* start Passage *

What's so beautiful about actress Madhubala?

Born as Mumtaz in a family of 13 people whose survival is difficult, she worked hard to carve herself into Madubala, who had successfully completed acting in 70 films and 5 successful hit movies and finally became an epitome of beauty through Mughal e Azam. Her acting skill had reached a new level which is incomparable and she become a member of Bollywood who will always be remembered till the time Bollywood remain.
Beauty lies in the eye of the viewer once told by Rabindra Nath Tagore. She is termed as one of the most beautiful woman in Bollywood not only because of her looks but also because of her treatment of others in the film set. She worked with many directors, producers and top actors like Dilip Kumar, Dev Anand, Raj Kapoor, Ashok Kumar, Sunil Dutt, Shammi Kapoor, Kishore Kumar etc. Everyone says she is a nice person to work with and they all love her.
Her favorite color is white and she look dazzled in the same. Once a director visited her house for a film project and when she come out in while saree, he simply can't move because of her simplicity and beauty.
Her beauty is not limited in India, she was famous in Hollywood also. One article was submitted by Theatre Arts Magazine in 1952 as “The biggest star in the world.”
Here is the article:-
Madhubala – The Biggest Star in The World
The actress with the greatest following, in numbers and devotion, is not to be found in Hollywood, but on the opposite side of the planet — in Bombay, India.
Her name is Madhubala. She is nineteen years old, a small girl with arching eyebrows and a shy, sweet smile, who has risen to the top of the Indian movie industry in the last two years.
Madhubala’s local audience is taken from the 420,000,000 people of India and Pakistan (about the population of the United States and all western Europe combined). Her pictures have also a lively export market in Burma, Malaya, Indonesia and East Africa. In India alone, the movie theatres take in 75,000,000 paid admissions a month, at prices as low as three cents a ticket.
On an average, since she first became a star, Madhubala has completed four pictures a year and at one point early this year was under contract to make as many as nine for various producers — work­ing on two or three at the same time.
She is the highest paid star in her industry, and her industry is fast catching up with the biggest.

* end Passage *

**What the task requires:** Extract the part of the Madhubala passage from "Her favorite color" up to and including "last two years." without changing a word.

* start Extracted entries *

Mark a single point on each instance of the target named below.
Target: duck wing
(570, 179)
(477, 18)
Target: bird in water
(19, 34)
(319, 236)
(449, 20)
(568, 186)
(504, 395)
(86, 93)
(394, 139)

* end Extracted entries *

**Answer to this exercise:**
Her favorite color is white and she look dazzled in the same. Once a director visited her house for a film project and when she come out in while saree, he simply can't move because of her simplicity and beauty.
Her beauty is not limited in India, she was famous in Hollywood also. One article was submitted by Theatre Arts Magazine in 1952 as “The biggest star in the world.”
Here is the article:-
Madhubala – The Biggest Star in The World
The actress with the greatest following, in numbers and devotion, is not to be found in Hollywood, but on the opposite side of the planet — in Bombay, India.
Her name is Madhubala. She is nineteen years old, a small girl with arching eyebrows and a shy, sweet smile, who has risen to the top of the Indian movie industry in the last two years.